* **Stated goal**
Retype every entry word for word.

* **Data records**
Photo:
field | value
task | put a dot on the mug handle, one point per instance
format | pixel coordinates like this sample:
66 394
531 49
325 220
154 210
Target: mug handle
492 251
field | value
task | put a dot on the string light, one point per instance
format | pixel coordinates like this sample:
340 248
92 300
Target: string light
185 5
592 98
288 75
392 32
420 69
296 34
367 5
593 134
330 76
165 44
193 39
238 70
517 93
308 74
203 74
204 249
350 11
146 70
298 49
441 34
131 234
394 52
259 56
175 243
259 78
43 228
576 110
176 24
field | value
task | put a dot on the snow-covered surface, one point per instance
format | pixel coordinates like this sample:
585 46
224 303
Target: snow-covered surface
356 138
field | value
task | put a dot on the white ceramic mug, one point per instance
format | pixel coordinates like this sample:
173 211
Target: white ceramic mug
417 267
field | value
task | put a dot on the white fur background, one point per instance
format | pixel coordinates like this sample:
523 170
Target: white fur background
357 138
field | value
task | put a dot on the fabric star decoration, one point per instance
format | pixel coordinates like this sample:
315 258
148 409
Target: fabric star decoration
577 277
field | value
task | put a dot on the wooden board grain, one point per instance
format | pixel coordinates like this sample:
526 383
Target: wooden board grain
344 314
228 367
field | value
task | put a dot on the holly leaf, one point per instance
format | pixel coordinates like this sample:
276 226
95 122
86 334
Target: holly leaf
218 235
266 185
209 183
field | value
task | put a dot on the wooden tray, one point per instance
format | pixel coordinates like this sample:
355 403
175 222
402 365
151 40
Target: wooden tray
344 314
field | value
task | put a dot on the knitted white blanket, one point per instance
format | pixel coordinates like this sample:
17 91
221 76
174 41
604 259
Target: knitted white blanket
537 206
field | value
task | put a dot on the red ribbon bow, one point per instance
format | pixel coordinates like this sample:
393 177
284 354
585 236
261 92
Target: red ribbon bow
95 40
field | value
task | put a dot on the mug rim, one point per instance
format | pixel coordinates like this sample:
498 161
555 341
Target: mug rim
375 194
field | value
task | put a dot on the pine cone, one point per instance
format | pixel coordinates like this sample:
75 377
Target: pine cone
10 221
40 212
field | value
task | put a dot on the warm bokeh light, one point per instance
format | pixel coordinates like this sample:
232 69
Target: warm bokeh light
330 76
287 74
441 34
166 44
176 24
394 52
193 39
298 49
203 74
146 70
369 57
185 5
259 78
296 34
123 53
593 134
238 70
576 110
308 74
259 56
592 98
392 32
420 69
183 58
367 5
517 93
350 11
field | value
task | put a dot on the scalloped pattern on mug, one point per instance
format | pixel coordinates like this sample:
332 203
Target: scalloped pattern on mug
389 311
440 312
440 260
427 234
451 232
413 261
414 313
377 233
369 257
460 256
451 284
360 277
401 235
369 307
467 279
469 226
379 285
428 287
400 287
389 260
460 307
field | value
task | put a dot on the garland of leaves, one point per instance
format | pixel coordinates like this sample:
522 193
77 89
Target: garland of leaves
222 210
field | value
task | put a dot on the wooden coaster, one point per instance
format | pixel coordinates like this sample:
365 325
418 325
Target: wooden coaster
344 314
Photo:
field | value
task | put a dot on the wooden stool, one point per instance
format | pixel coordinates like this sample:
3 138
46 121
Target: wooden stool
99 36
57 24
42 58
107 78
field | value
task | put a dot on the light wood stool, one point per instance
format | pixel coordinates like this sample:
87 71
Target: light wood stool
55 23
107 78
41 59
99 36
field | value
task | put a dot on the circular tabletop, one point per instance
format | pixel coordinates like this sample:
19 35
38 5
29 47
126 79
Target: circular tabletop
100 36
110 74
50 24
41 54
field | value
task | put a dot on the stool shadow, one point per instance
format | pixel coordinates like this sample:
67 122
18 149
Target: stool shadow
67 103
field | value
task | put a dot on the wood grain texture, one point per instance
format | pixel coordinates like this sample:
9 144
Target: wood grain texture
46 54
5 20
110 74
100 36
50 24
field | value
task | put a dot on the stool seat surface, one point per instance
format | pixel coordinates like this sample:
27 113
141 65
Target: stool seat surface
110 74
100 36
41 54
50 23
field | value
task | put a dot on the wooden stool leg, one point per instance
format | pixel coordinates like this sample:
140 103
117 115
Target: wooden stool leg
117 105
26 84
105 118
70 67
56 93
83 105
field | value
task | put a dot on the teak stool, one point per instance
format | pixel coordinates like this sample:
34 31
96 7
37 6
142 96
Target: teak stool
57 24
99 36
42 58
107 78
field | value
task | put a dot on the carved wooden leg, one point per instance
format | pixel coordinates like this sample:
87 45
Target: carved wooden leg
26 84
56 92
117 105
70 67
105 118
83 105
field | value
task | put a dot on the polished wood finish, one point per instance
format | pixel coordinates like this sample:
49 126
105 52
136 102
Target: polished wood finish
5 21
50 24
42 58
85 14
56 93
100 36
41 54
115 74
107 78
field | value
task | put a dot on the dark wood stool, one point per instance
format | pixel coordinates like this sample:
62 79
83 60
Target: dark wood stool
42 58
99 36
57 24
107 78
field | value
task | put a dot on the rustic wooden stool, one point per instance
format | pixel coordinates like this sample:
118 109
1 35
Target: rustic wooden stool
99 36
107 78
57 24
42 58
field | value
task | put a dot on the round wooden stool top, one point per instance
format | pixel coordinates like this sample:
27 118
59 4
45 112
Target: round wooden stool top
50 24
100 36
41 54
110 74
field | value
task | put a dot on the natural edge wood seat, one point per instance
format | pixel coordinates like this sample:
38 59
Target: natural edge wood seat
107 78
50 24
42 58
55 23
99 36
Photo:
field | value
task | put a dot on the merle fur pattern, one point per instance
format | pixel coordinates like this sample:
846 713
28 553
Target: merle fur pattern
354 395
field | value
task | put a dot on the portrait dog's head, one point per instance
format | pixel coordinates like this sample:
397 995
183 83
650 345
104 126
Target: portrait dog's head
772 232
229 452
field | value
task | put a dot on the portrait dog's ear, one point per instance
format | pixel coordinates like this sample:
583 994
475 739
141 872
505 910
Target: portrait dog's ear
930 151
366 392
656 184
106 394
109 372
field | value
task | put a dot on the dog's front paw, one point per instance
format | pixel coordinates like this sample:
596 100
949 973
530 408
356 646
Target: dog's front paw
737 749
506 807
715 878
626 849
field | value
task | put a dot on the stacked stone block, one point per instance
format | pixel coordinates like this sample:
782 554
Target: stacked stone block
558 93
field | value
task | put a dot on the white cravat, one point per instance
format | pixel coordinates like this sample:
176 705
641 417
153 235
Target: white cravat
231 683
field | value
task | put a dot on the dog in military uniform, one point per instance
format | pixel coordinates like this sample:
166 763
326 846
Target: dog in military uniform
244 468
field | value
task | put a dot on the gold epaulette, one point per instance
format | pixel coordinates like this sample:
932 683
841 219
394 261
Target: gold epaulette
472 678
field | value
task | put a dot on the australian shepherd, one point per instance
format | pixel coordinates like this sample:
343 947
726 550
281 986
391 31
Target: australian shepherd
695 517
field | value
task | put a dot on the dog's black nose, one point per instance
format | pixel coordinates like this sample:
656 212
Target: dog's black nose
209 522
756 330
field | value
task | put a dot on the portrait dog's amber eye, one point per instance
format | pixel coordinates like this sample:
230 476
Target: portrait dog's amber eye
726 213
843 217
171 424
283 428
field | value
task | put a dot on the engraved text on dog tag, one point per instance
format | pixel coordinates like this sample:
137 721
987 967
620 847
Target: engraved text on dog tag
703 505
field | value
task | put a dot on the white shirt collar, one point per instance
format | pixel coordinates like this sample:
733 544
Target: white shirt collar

* **Result for this exercise**
Photo:
field | value
task | put a dot on the mug handle, one point per instance
format | pixel coordinates like this sample:
66 394
531 49
325 220
154 210
Target: mug handle
492 251
field | value
task | put a dot on the string light, one point per instance
format | pixel coordinates like this sample:
340 248
92 300
Target: string light
185 5
592 98
288 75
392 32
420 69
296 34
367 5
593 134
330 76
165 44
193 39
238 70
517 93
308 74
203 74
204 249
350 11
146 70
298 49
441 34
131 234
394 52
259 56
175 243
259 78
43 228
576 110
176 24
field | value
task | put a dot on the snow-covered surface, one point per instance
format | pixel coordinates like this sample:
585 46
224 303
Target: snow-covered surface
356 138
field | value
task | put a dot on the white ceramic mug, one point per instance
format | pixel coordinates like this sample:
173 211
Target: white ceramic mug
417 267
field | value
task | put a dot on the white fur background, one point per instance
format | pixel coordinates like this sample:
523 170
Target: white fur background
357 138
field | value
task | put a dot on the fabric star decoration, one point per instance
format | pixel coordinates like this sample:
315 258
148 409
Target: fabric star decoration
577 277
field | value
task | put a dot on the wooden board grain, one point per instance
format | pixel coordinates like this sample:
526 383
Target: wooden board grain
344 314
228 367
field | value
task | put a dot on the holly leaf, one point per instance
format | pixel coordinates like this sample:
276 226
95 122
86 334
Target: holly leaf
218 235
266 185
209 183
field | value
task | put a dot on the wooden tray, one point per instance
format | pixel coordinates like this sample:
355 403
175 222
402 365
151 40
Target: wooden tray
344 314
field | value
task | put a dot on the knitted white blanket, one point per instance
format | pixel coordinates like this sample:
17 91
221 76
174 41
604 259
Target: knitted white blanket
537 206
field | value
task | put a dot on the red ribbon bow, one point per instance
format | pixel coordinates like this sample:
393 177
284 354
585 236
261 92
Target: red ribbon bow
95 40
field | value
task | put a dot on the mug rim, one point per instance
format | pixel coordinates like this sample:
498 161
555 341
Target: mug rim
375 194
field | value
task | put a dot on the pine cone, one point per instance
format | pixel coordinates like this sample:
75 377
Target: pine cone
10 221
40 212
field | value
task | put a dot on the warm bokeh light, one point per instance
format | pixel coordinates like this sample:
232 69
Target: warm bokeh light
330 76
287 74
441 34
166 44
176 24
394 52
193 39
298 49
203 74
146 70
369 57
185 5
259 78
296 34
123 53
593 134
238 70
576 110
308 74
259 56
592 98
392 32
420 69
183 58
367 5
517 93
350 11
field | value
task | put a dot on the scalloped pattern on mug, one point per instance
format | pixel coordinates like this sample:
332 203
Target: scalloped pattern on mug
389 311
440 312
440 260
427 234
451 232
413 261
414 313
377 233
369 257
460 256
451 284
360 277
401 235
369 307
467 279
469 226
379 285
428 287
400 287
389 260
460 307
field | value
task | put a dot on the garland of leaves, one point per instance
format | pixel coordinates like this sample:
522 193
77 89
Target: garland of leaves
222 210
field | value
task | put a dot on the wooden coaster, one point per instance
format | pixel coordinates like this sample:
365 325
418 325
Target: wooden coaster
344 314
Photo:
field | value
task | put a dot on the wooden stool, one point per instance
format | pixel coordinates like this sample:
3 138
46 121
Target: wooden stool
99 36
57 24
42 58
107 78
field | value
task | put a dot on the light wood stool, one point per instance
format | pixel coordinates like this sample:
87 71
Target: light wood stool
55 23
107 78
41 59
99 36
field | value
task | put a dot on the circular tabletop, one point per instance
format | pixel coordinates like this sample:
19 35
38 5
29 47
126 79
Target: circular tabletop
100 36
110 74
50 24
41 54
field | value
task | put a dot on the stool shadow, one point per instance
format | pixel coordinates like this sample:
67 122
18 149
Target: stool shadow
67 103
field | value
task | put a dot on the wood grain texture, one point per instance
format | pixel coordinates like this sample:
9 144
Target: wood grain texture
46 54
5 20
110 74
100 36
50 24
field | value
task | put a dot on the stool seat surface, one point per instance
format | pixel coordinates like this sample:
27 113
141 65
Target: stool seat surface
110 74
100 36
41 54
50 23
field | value
task | put a dot on the wooden stool leg, one point per instance
format | pixel coordinates like this sample:
140 103
117 115
Target: wooden stool leg
117 105
26 84
105 118
70 67
56 93
83 105
field | value
task | put a dot on the teak stool, one point per instance
format | pixel coordinates like this sample:
34 31
96 7
37 6
142 96
Target: teak stool
57 24
99 36
42 58
107 78
field | value
task | put a dot on the carved wooden leg, one point per instance
format | pixel coordinates like this sample:
87 45
Target: carved wooden leg
26 84
56 92
117 105
70 67
105 118
83 105
field | value
task | put a dot on the polished wood finish, one point per instance
format | pixel coordinates like this sample:
49 126
105 52
136 102
Target: polished wood finish
5 21
50 24
42 58
85 14
56 93
100 36
41 54
115 74
107 78
field | value
task | put a dot on the dark wood stool, one point per instance
format | pixel coordinates like this sample:
62 79
83 60
Target: dark wood stool
42 58
99 36
57 24
107 78
field | value
task | put a dot on the rustic wooden stool, one point per instance
format | pixel coordinates like this sample:
118 109
1 35
Target: rustic wooden stool
99 36
107 78
57 24
42 58
field | value
task | put a dot on the round wooden stool top, one point per instance
format | pixel coordinates like this sample:
27 118
59 4
45 112
Target: round wooden stool top
50 24
100 36
41 54
110 74
field | value
task | put a dot on the natural edge wood seat, one point per instance
format | pixel coordinates like this sample:
38 59
Target: natural edge wood seat
107 78
50 24
42 58
55 23
99 36
Photo:
field | value
task | put a dot on the merle fur pattern, one point per instance
format | pixel coordinates like this sample:
846 713
28 553
Target: merle fur pattern
354 395
field | value
task | put a dot on the portrait dog's head, one point per instance
format | pixel coordinates like this sample:
397 995
183 83
650 345
104 126
Target: portrait dog's head
772 232
229 452
field | value
task | put a dot on the portrait dog's ear, one point per instance
format | pixel coordinates like this sample:
583 994
475 739
141 872
505 910
Target: portrait dog's ear
930 151
366 392
656 184
106 394
109 372
field | value
task | put a dot on the dog's front paw, one point per instance
format | pixel coordinates like this sample:
596 100
949 973
530 408
356 646
Target: dog's front paw
737 749
506 807
715 878
626 849
field | value
task | put a dot on the stacked stone block, one point per instance
format | pixel coordinates like this sample:
782 554
Target: stacked stone block
558 93
field | value
task | put a dot on the white cravat, one point per instance
format | pixel coordinates like this sample:
176 705
641 417
153 235
Target: white cravat
231 683
field | value
task | put a dot on the dog in military uniform, one point per instance
format | pixel coordinates like this sample:
166 763
326 846
Target: dog in military uniform
244 468
field | value
task | put a dot on the gold epaulette, one point per instance
format | pixel coordinates like this sample:
932 683
841 219
394 261
Target: gold epaulette
472 678
field | value
task | put a dot on the australian shepherd, one point per instance
format | pixel coordinates like this sample:
343 947
726 550
281 986
391 31
Target: australian shepherd
695 517
field | value
task | put a dot on the dog's black nose, one point per instance
format | pixel coordinates like this sample:
656 212
Target: dog's black nose
209 522
756 330
field | value
task | put a dot on the portrait dog's amber eye, one point per instance
format | pixel coordinates like this sample:
230 476
Target: portrait dog's amber eye
726 213
843 217
171 424
283 428
field | value
task | put a dot on the engraved text on dog tag, one point per instance
format | pixel coordinates like this sample:
137 721
987 967
620 847
Target: engraved text on dog tag
703 505
field | value
task | put a dot on the white shirt collar, one point per instance
format | pixel coordinates like this sample:
733 544
Target: white shirt collar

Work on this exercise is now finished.